Revise the lines from the one containing "For the benchmark, spot each instance of the white building" through the end of the records, swapping "ocean" for "sea" and leaving everything else as it is.
[start AVAILABLE DATA]
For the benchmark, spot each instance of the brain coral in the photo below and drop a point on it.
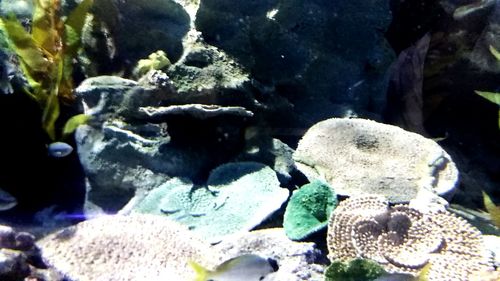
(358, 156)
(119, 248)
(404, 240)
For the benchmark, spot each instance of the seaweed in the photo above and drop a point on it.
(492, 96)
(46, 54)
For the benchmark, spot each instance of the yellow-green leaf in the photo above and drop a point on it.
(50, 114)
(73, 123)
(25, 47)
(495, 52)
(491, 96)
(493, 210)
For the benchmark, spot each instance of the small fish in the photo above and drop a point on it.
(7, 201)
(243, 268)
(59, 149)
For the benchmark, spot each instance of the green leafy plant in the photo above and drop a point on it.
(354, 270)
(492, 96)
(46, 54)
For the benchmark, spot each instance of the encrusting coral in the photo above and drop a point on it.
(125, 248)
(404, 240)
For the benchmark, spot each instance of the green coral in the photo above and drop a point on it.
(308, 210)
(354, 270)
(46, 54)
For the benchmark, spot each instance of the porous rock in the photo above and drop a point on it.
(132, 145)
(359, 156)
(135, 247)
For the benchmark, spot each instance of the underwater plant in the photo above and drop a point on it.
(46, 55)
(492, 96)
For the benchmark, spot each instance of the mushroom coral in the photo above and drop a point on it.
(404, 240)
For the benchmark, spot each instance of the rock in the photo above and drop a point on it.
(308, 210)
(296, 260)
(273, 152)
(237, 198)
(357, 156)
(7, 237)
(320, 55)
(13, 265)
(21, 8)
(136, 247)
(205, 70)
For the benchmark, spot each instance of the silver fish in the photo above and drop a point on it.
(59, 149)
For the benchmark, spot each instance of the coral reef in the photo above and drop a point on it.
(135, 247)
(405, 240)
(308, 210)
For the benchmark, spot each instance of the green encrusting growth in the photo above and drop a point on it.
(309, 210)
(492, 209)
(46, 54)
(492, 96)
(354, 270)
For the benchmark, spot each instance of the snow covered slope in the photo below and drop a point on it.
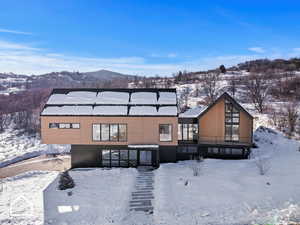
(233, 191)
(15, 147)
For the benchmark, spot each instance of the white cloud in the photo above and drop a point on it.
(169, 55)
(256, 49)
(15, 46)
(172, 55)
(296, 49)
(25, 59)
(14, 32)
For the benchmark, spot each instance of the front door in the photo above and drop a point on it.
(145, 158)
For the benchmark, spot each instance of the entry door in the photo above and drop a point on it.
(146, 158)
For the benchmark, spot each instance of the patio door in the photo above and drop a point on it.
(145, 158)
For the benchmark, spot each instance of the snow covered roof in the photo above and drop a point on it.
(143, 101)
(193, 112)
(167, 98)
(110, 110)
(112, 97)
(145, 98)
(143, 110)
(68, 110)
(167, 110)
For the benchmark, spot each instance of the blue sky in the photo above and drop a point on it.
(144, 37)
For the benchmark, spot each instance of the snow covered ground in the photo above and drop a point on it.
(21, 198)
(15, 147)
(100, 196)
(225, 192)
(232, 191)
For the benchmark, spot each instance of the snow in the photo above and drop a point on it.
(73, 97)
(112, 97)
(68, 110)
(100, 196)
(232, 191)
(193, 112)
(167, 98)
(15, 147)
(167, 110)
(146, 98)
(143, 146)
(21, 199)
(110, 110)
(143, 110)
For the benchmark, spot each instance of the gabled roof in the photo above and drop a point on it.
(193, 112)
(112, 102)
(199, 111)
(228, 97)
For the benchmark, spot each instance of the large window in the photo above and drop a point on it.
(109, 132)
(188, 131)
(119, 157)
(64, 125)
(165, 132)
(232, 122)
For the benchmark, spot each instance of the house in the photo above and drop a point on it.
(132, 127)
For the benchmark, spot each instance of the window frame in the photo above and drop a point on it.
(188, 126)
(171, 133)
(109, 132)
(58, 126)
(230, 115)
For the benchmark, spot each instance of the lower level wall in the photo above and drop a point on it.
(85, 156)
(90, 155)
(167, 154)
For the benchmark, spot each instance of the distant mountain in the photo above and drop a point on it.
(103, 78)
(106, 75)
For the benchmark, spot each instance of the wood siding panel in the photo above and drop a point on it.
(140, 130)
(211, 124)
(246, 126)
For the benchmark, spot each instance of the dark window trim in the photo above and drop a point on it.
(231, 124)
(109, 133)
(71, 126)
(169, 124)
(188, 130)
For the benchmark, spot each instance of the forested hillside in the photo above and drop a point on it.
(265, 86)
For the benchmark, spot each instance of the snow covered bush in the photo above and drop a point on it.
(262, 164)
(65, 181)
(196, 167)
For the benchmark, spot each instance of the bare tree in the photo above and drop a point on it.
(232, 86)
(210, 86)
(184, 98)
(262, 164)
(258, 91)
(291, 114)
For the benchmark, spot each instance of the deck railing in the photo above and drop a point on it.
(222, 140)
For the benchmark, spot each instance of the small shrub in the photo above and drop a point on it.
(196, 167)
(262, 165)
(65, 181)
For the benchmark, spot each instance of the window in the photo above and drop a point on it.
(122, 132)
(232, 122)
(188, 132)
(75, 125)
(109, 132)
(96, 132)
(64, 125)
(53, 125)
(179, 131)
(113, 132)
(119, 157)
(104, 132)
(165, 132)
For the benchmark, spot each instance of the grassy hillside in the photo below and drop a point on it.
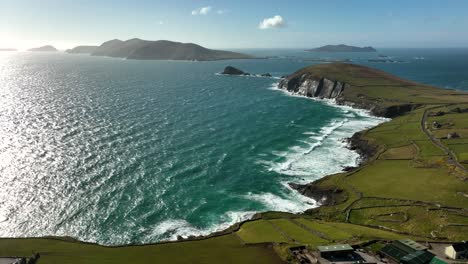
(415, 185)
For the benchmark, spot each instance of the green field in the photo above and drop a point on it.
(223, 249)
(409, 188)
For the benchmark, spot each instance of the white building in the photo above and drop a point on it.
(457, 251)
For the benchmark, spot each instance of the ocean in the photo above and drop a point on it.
[end AVAILABLE DATA]
RESPONSE TO THE TASK:
For the benchmark, spot each instance of the white building in the photo above and drop a point on it.
(457, 251)
For the benchmark, spot each instance of the sea in the photo above and drop a point on it.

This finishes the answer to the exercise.